**About this task**
Repeat exactly the lines from the line containing "Tag every instance of the pink" to the last line of the listing, including both.
[Records to use Boundary: Start]
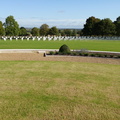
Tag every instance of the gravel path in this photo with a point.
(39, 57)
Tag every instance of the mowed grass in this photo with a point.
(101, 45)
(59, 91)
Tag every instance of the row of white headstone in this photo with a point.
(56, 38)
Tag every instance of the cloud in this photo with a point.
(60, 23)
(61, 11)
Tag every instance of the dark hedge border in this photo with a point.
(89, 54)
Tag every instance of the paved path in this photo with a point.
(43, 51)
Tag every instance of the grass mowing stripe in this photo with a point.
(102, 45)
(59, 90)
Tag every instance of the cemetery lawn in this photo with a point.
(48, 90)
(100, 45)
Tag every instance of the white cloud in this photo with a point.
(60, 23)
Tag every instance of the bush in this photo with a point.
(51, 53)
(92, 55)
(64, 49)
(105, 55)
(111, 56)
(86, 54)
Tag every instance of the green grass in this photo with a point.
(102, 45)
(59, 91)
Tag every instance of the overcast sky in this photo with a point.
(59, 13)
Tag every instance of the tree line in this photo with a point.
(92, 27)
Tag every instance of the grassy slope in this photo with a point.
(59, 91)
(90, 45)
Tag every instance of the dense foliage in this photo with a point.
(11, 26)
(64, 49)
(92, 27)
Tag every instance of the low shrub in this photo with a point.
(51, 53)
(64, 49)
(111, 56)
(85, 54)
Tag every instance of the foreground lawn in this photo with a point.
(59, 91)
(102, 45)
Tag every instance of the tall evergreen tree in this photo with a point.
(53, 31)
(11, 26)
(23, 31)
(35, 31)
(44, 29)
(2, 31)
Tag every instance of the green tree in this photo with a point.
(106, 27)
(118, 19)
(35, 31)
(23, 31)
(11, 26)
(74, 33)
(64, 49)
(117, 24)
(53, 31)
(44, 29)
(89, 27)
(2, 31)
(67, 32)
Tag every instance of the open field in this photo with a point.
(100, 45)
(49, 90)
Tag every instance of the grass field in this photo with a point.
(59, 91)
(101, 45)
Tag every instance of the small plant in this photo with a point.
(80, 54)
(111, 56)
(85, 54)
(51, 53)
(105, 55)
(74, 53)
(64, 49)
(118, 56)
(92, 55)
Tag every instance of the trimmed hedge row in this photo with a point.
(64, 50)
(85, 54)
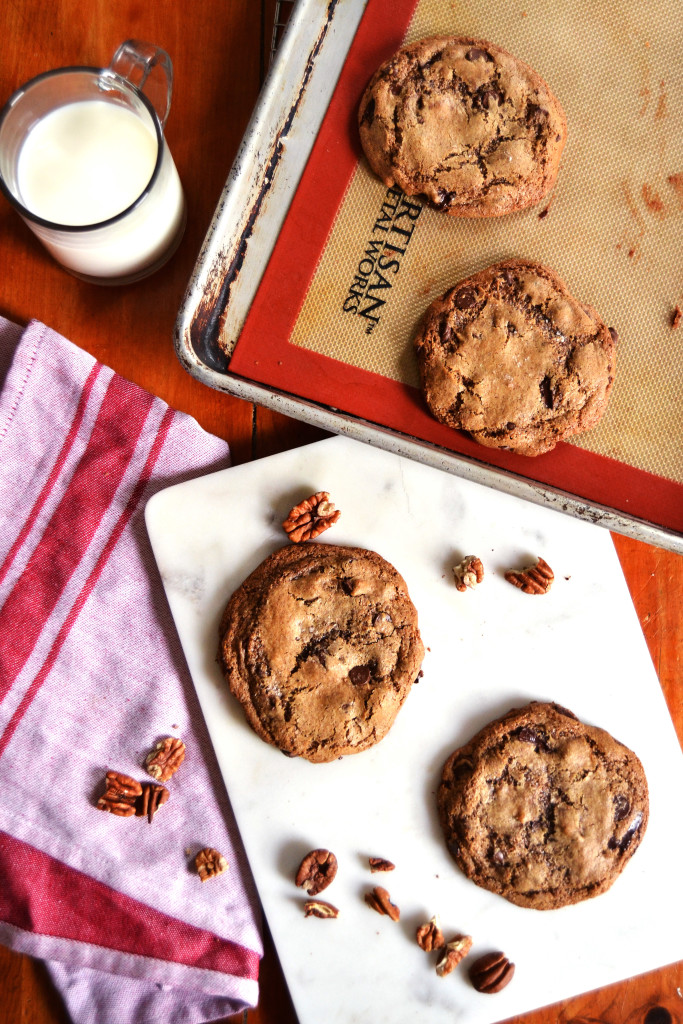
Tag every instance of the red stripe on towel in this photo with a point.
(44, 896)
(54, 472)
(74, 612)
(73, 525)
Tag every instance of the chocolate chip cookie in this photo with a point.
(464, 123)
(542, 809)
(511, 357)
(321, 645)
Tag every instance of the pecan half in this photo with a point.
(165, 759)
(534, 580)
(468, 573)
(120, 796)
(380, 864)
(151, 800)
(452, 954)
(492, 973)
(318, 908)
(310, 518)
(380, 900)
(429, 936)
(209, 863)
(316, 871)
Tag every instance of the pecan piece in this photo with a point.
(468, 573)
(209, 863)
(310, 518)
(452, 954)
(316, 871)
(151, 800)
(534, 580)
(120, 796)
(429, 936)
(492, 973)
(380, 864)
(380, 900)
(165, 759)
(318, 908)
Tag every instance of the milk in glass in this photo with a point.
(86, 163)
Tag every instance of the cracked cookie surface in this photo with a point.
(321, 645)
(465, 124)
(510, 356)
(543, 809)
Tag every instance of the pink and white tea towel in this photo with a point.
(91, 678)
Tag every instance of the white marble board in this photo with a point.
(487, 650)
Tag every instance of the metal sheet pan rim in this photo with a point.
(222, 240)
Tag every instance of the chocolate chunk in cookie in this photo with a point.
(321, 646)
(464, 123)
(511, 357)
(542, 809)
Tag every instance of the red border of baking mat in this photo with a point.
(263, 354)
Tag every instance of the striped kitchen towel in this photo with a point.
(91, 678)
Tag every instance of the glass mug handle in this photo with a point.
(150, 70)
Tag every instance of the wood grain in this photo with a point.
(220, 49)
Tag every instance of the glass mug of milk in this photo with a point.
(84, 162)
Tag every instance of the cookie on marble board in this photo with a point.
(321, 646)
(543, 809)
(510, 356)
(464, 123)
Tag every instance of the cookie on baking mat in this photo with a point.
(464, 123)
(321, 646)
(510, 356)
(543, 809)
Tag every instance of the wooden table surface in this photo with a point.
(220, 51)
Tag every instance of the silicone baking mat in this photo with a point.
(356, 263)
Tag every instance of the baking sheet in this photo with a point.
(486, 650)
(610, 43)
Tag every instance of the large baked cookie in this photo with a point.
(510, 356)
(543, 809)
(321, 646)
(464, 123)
[Records to use Boundary: End]
**Output below**
Tag every instance of the pink and white tea towel in this photo with a point.
(91, 678)
Tag every instance of the white marble board in this photo with a point.
(487, 650)
Tag every instance of the metal sheet pan rim in this photo with a point.
(222, 240)
Tag every instance of the chocolate chunk in cookie in this photo with a point.
(321, 646)
(464, 123)
(511, 357)
(542, 809)
Tag every instance of the red border of baking mat in this photo with a point.
(263, 354)
Tag every instance of the striped kitchen towel in this photo with a point.
(91, 678)
Tag every instance of the glass mug handle in this photo with a point.
(150, 70)
Tag every instance of the wood grain in this photo with a point.
(220, 49)
Tag every instance of the glass mug of milk in this photo with a point.
(84, 162)
Tag every instance of the cookie on marble board in this photo with a point.
(321, 646)
(543, 809)
(510, 356)
(464, 123)
Tag every instance of the cookie on baking mat in this photo with a point.
(464, 123)
(321, 646)
(510, 356)
(543, 809)
Tag every instance of the wooden table surface in this photo with a point.
(220, 51)
Tag every instance of the silicone baking mat in this photo with a point.
(356, 263)
Tag every instance of the baking sheet in this photo with a point.
(486, 650)
(610, 43)
Tag every instance of the large baked cookie in this photo with a point.
(510, 356)
(543, 809)
(321, 646)
(464, 123)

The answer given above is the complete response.